§ Penggalan Teks:
────────

NUIM HIDAYAT

In Memoriam Ustadz Abdul Qadir Djaelani

Kehidupan Prawoto Mangkusasmito pun sangat sederhana, tidak neko-neko, namun selalu memberikan perhatian kepada orang-orang dekatnya. Prawoto Mangkusasmito dan isterinya, pernah berkunjung ke rumah Abdul Qadir Djaelani yang sempit, buruk dan berada di pinggir kali, di pelosok kampung Pasar Minggu yang kumuh untuk menjenguk kadernya yang sedang sakit itu.

Abdul Qadir Djaelani sangat menghormati Prawoto Mangkusasmito karena sifatnya yang lapang dada dan terbuka menerima perbedaan pendapat ini. Selain karena sifat kebapakannya, Prawoto Mangkusasmito juga mau menghargai pendapat anak muda yang berbeda dengan pendapatnya sendiri. Misalnya pada saat Abdul Qadir Djaelani sebagai Sekjen STII mengumumkan sikap pimpinan pusat STII yang melarang anggotanya ikut pemilu 1971, dalam Training STII di Blitar, awal 1970.

Selaku pembina STII, Prawoto Mangkusasmito kemudian dimintai pendapat peserta, dan hanya berkata pendek, “Sikap STII sudah dijelaskan tadi.” Prawoto Mangkusasmito tidak mengritik, mengoreksi, apalagi marah atas keputusan itu. Padahal Prawoto Mangkusasmito dan Mohammad Natsir menyeru konstituen Masyumi untuk ikut pemilu dan memilih Parmusi.

────────

§ Bahan yang Tersedia:
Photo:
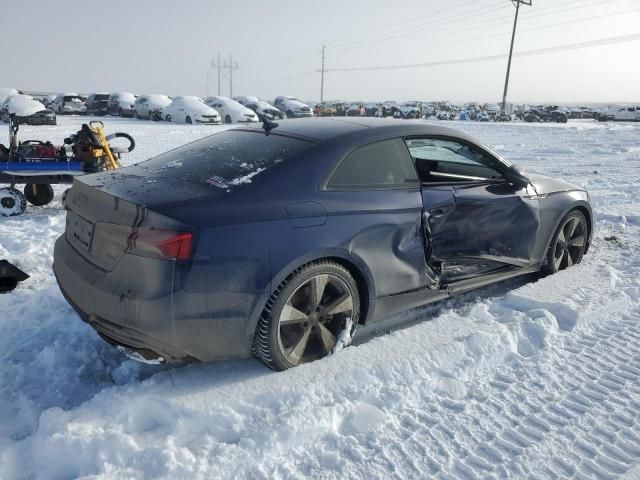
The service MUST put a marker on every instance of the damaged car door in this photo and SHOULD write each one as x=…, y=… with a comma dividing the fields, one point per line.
x=476, y=221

────────

§ Latihan Singkat: Kutip bagian penggalan teks tentang Abdul Qadir Djaelani yang dimulai dari "Abdul Qadir Djaelani sangat" dan berakhir pada "dan memilih Parmusi.", tanpa mengubah apa pun.

§ Jawaban Soal:
Abdul Qadir Djaelani sangat menghormati Prawoto Mangkusasmito karena sifatnya yang lapang dada dan terbuka menerima perbedaan pendapat ini. Selain karena sifat kebapakannya, Prawoto Mangkusasmito juga mau menghargai pendapat anak muda yang berbeda dengan pendapatnya sendiri. Misalnya pada saat Abdul Qadir Djaelani sebagai Sekjen STII mengumumkan sikap pimpinan pusat STII yang melarang anggotanya ikut pemilu 1971, dalam Training STII di Blitar, awal 1970.

Selaku pembina STII, Prawoto Mangkusasmito kemudian dimintai pendapat peserta, dan hanya berkata pendek, “Sikap STII sudah dijelaskan tadi.” Prawoto Mangkusasmito tidak mengritik, mengoreksi, apalagi marah atas keputusan itu. Padahal Prawoto Mangkusasmito dan Mohammad Natsir menyeru konstituen Masyumi untuk ikut pemilu dan memilih Parmusi.